TEXT PASSAGE
______________________________

After repairing the internal and external anal sphincter, the doctor can stitch up the rest of the tear. Rarely, a person may need a second procedure to complete the repair.

A person may feel pain or soreness for 4–6 weeks after any vaginal tearing. A person may also be able to feel their stitches for up to 3 months, particularly if the stitches are around the anal area. The stitches will dissolve or fall out over time.

Several complications are associated with vaginal tears.

The most common short-term complication is bleeding. The application of pressure and a surgical repair can control the bleeding and minimize blood loss.

Aside from bleeding, a person with a vaginal tear resulting from childbirth may experience:

  • delayed bonding with the baby
  • infection
  • pain and difficulty having a bowel movement
  • stinging and pain during urination
  • reopening of the wound

More long-term complications may include:

Below are some strategies for preventing infection and minimizing the discomfort of vaginal tearing after childbirth:

  • Keeping the area clean: Washing the vagina, anus, and perineum daily with water helps speed up recovery and prevent infection. Avoid using any products on the area and change sanitary pads regularly.
  • Taking pain relief medication: Over-the-counter options such as ibuprofen (Motrin, Advil) and acetaminophen (Tylenol) can help.
  • Taking antibiotics: A doctor may prescribe these to prevent bacterial infections.
  • Staying hydrated and having a balanced diet: This can help prevent constipation, which could be painful for someone with anal stitches. A person can also use laxatives.
  • Using water while urinating: Keeping a pitcher or bowl by the toilet and pouring water on the genitals while urinating may help relieve a stinging sensation.

If a person notices an increase in pain, a smell coming from the area, or any bleeding from the tear, they should speak with a doctor. These may be signs of infection.

Experiencing complications during childbirth can also cause emotional distress. Some people with vaginal tears may feel embarrassed by the symptoms of the tearing.

People who have had vaginal tears may also be at risk of developing post traumatic stress disorder.

A person should speak with a healthcare professional if they have been emotionally affected by a vaginal tear. A mental health professional may be able to provide additional support.

Learn more about available mental health resources here.

______________________________

TASK TO COMPLETE
According to the text on vaginal tears, what is the most common short-term complication?

MATERIAL SUPPLIED

______________________________

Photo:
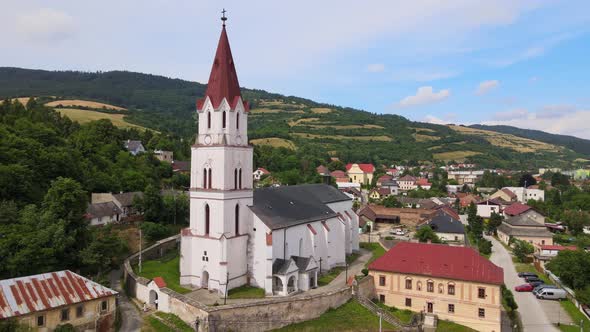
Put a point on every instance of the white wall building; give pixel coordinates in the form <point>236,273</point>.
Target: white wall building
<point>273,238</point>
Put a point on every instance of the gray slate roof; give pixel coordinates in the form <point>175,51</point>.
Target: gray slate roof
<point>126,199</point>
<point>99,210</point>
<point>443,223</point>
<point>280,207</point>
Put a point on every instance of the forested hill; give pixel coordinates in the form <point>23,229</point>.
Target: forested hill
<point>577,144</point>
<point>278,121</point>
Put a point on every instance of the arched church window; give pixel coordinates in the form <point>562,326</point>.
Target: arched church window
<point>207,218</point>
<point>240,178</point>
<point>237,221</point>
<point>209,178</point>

______________________________

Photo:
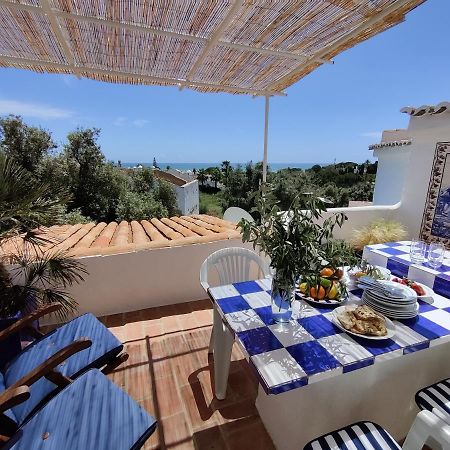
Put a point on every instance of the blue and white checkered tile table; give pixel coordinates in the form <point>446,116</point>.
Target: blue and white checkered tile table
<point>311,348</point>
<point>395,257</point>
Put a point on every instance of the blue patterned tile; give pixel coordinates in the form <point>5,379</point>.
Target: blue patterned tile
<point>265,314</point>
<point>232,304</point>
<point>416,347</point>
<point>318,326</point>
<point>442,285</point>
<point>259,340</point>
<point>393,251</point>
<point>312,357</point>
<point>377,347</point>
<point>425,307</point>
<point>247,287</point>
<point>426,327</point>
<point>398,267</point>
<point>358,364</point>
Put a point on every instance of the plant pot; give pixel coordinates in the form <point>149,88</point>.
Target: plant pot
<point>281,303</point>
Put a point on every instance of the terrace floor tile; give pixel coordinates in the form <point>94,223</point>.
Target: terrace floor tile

______________________________

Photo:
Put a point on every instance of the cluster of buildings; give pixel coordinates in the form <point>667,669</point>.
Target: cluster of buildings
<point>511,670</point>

______________________________

SOLVED EXERCISE
Bleeding.